(Dataset entries)
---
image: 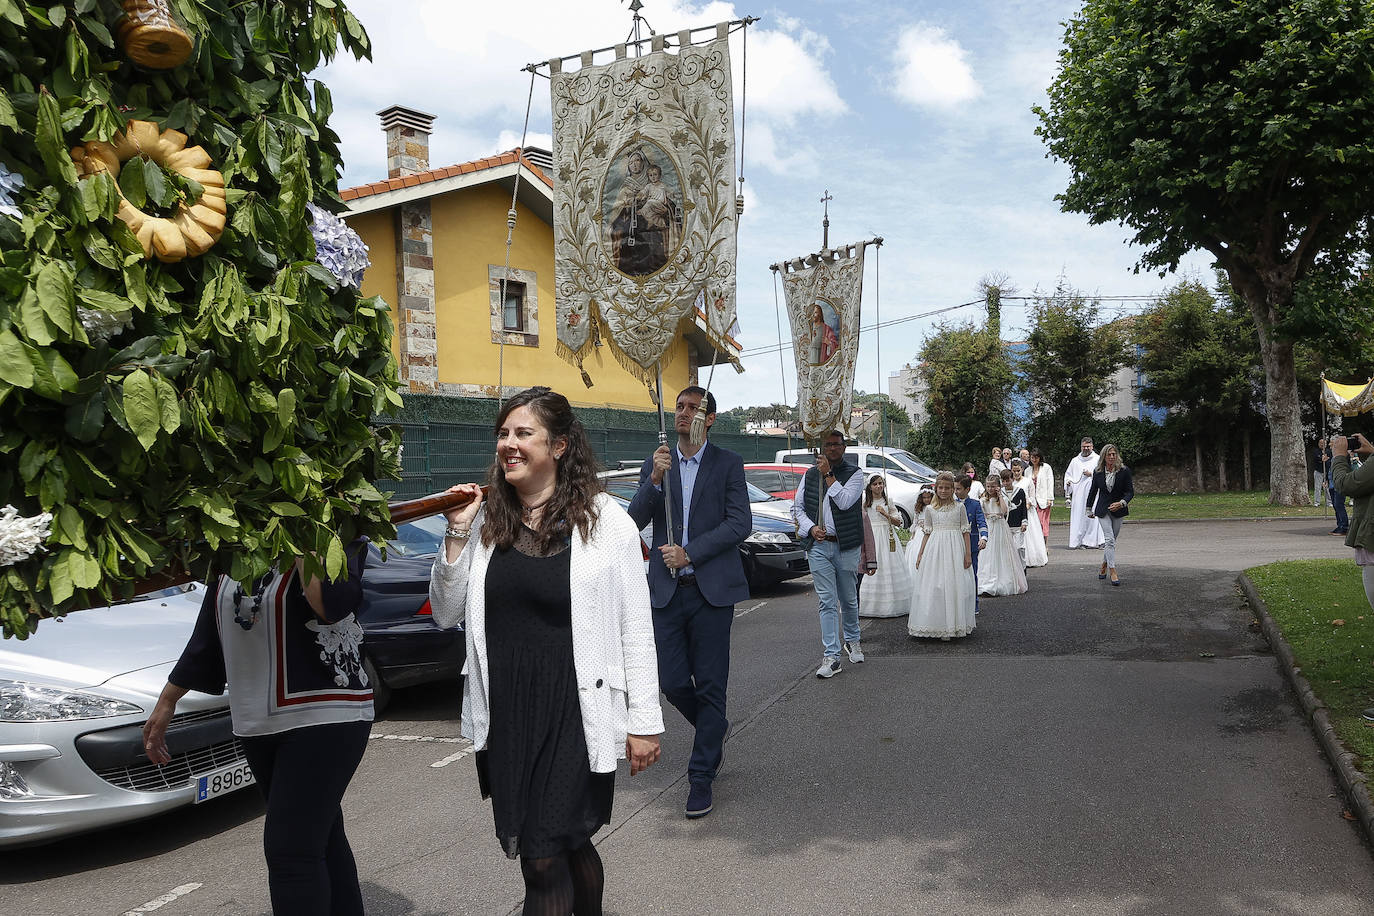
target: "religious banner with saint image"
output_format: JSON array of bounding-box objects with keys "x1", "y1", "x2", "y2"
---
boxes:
[
  {"x1": 780, "y1": 244, "x2": 867, "y2": 442},
  {"x1": 550, "y1": 25, "x2": 739, "y2": 383}
]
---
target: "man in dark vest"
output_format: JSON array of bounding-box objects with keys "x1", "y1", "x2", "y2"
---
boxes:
[{"x1": 790, "y1": 430, "x2": 867, "y2": 678}]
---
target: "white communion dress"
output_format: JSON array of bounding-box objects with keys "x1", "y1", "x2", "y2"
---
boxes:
[
  {"x1": 977, "y1": 494, "x2": 1029, "y2": 596},
  {"x1": 860, "y1": 501, "x2": 911, "y2": 617},
  {"x1": 907, "y1": 503, "x2": 977, "y2": 639}
]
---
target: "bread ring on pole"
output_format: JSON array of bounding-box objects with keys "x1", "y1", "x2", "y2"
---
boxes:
[
  {"x1": 70, "y1": 120, "x2": 227, "y2": 263},
  {"x1": 118, "y1": 0, "x2": 194, "y2": 70}
]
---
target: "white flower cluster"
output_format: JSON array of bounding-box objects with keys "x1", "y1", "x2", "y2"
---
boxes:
[
  {"x1": 0, "y1": 505, "x2": 53, "y2": 567},
  {"x1": 0, "y1": 163, "x2": 23, "y2": 219},
  {"x1": 307, "y1": 203, "x2": 370, "y2": 289},
  {"x1": 77, "y1": 305, "x2": 133, "y2": 341}
]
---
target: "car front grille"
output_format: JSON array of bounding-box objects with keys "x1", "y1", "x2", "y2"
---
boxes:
[
  {"x1": 93, "y1": 738, "x2": 248, "y2": 793},
  {"x1": 169, "y1": 708, "x2": 226, "y2": 727}
]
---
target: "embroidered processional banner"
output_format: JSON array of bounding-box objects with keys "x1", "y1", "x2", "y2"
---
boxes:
[
  {"x1": 550, "y1": 25, "x2": 738, "y2": 384},
  {"x1": 780, "y1": 244, "x2": 867, "y2": 442}
]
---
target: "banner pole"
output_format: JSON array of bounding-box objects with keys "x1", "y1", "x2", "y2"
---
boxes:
[{"x1": 656, "y1": 361, "x2": 678, "y2": 577}]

WHAT IS NEEDED: Copy the records exactly, leaving out every picture.

RESPONSE AREA:
---
image: 
target: "religious banner with saint image"
output_format: JSON array of bounding-box objects with keys "x1", "y1", "x2", "y2"
---
boxes:
[
  {"x1": 780, "y1": 244, "x2": 867, "y2": 442},
  {"x1": 550, "y1": 25, "x2": 739, "y2": 383}
]
---
target: "man in dark vest"
output_format: JSON array of bounding-box objects with keys "x1", "y1", "x2", "y2"
---
boxes:
[{"x1": 790, "y1": 430, "x2": 867, "y2": 678}]
---
target: "white communion dress"
output_format: JSON array of bounding-box objects with keys "x1", "y1", "x2", "y2"
---
boxes:
[
  {"x1": 977, "y1": 494, "x2": 1029, "y2": 596},
  {"x1": 860, "y1": 501, "x2": 911, "y2": 617},
  {"x1": 907, "y1": 503, "x2": 977, "y2": 639}
]
---
target: "bread ring on pole"
output_format: JSON array of bounding-box objects with keys "x1", "y1", "x2", "y2"
---
boxes:
[
  {"x1": 70, "y1": 120, "x2": 227, "y2": 263},
  {"x1": 118, "y1": 0, "x2": 194, "y2": 70}
]
---
target: "white flower cluster"
output_format: JSON array of bounding-box objects with keys "x1", "y1", "x2", "y2"
---
boxes:
[
  {"x1": 0, "y1": 505, "x2": 53, "y2": 567},
  {"x1": 0, "y1": 163, "x2": 23, "y2": 219},
  {"x1": 307, "y1": 203, "x2": 370, "y2": 289},
  {"x1": 77, "y1": 305, "x2": 133, "y2": 341}
]
---
target: "car front grille"
output_format: JSON array of bounding-box objects with keys "x1", "y1", "x2", "y2"
---
boxes:
[
  {"x1": 93, "y1": 738, "x2": 248, "y2": 793},
  {"x1": 169, "y1": 708, "x2": 226, "y2": 727}
]
---
target: "embroidered processional banner"
output_format: JSON array of bounding-box objects with keys "x1", "y1", "x2", "y2"
---
boxes:
[
  {"x1": 550, "y1": 25, "x2": 738, "y2": 384},
  {"x1": 780, "y1": 244, "x2": 867, "y2": 442}
]
---
target: "banner pole"
output_format: JSON array of bounding-box objects with keys "x1", "y1", "x2", "y2"
---
boxes:
[{"x1": 656, "y1": 361, "x2": 678, "y2": 577}]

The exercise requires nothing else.